━━ TEXT FOR ANALYSIS ━━
Nuclear Problems, Renewable Solutions

Know it or not, you're likely reading this on a nuke-powered device. Japan's tragedy echoes locally, and should spark some fresh thinking on how we power our lives.

The extent to which most of us care about our power is to feel confident that when we plug something in, it will work. That level of care has sufficed in the 130 years since Thomas Edison first started supplying residences with the "always on" flow of electricity. But it shouldn't anymore.

The catastrophe still unfolding in Japan—with 11,000 confirmed dead and another 18,000 missing—is full of ongoing questions. How much radiation leaked from the tsunami-battered Fukushima Daiichi nuclear complex? What's the ultimate solution to ending this nightmare? While the smoke clears and heavy threats continue to loom, American regulators are, appropriately, reassessing the risk in our own backyards.

As residents of New Jersey—a state that gets half of its power from nuclear sources—we need to be taking note.

Take Route 130 South for 50 miles, jump on Route 49 South and soon you'll run into three and a half gigawatts worth of nuclear power generation. This is the Salem Nuclear Power Plant, and it consists of two pressurized water reactors, and one boiling water reactor (this is Hope Creek Generating Station). Together they comprise three of the four nuclear power plants in New Jersey (the fourth is Oyster Creek near Toms River—also 50 miles from Cinnaminson).
━━━
━━ DATA LISTING ━━
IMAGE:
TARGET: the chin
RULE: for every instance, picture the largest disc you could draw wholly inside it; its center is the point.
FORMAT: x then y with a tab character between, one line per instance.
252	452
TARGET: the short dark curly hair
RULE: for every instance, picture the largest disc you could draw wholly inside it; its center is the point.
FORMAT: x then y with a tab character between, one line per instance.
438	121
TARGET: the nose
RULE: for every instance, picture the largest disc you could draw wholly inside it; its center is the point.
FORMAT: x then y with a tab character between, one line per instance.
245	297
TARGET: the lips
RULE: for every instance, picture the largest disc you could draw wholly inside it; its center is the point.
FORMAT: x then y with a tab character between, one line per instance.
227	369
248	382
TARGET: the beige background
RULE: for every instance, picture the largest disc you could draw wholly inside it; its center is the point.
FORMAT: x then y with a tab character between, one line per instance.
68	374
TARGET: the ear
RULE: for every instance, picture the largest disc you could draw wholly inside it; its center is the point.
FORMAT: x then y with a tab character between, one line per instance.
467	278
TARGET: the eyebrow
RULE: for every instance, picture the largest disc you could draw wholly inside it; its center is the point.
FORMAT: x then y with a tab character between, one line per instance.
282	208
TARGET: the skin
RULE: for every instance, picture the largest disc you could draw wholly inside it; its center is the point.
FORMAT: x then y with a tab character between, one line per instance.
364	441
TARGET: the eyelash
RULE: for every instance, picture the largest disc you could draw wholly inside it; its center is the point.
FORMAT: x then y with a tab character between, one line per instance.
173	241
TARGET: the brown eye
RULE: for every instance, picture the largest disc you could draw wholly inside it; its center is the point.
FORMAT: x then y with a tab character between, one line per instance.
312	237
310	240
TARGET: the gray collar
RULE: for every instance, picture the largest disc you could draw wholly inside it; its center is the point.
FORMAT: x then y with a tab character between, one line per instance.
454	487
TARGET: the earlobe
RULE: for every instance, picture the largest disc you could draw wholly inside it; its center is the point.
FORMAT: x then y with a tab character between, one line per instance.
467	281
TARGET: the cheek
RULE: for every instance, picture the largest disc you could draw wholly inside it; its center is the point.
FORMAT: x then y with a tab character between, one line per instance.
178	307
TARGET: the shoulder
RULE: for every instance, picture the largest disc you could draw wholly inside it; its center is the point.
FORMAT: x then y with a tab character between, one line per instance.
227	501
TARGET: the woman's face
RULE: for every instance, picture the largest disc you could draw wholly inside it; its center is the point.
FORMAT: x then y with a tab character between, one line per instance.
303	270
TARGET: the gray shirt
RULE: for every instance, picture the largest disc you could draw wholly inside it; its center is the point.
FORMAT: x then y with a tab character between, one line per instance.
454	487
━━━
## [EXERCISE INSTRUCTIONS]
A - Rewrite the paragraph of the nuclear power article that begins "Take Route 130 South" as a short bulleted list, keeping its main facts.
B - Answer these questions using the nuclear power article, one line per answer, marked the same way:
(i) How many people are confirmed dead in the Japan catastrophe?
(ii) How much of New Jersey's power comes from nuclear sources?
(iii) Near what town is the Oyster Creek plant?
C - Print the part of the nuclear power article from "The extent to" up to and including "it shouldn't anymore.".

## [PER-TASK OUTPUTS]
A -
- Getting there: take Route 130 South for 50 miles, then Route 49 South.
- What you'll find: three and a half gigawatts of nuclear power generation at the Salem Nuclear Power Plant.
- Reactors: two pressurized water reactors and one boiling water reactor (Hope Creek Generating Station).
- These make up three of New Jersey's four nuclear power plants.
- The fourth is Oyster Creek near Toms River, also 50 miles from Cinnaminson.

B -
(i) 11,000
(ii) Half
(iii) Toms River

C -
The extent to which most of us care about our power is to feel confident that when we plug something in, it will work. That level of care has sufficed in the 130 years since Thomas Edison first started supplying residences with the "always on" flow of electricity. But it shouldn't anymore.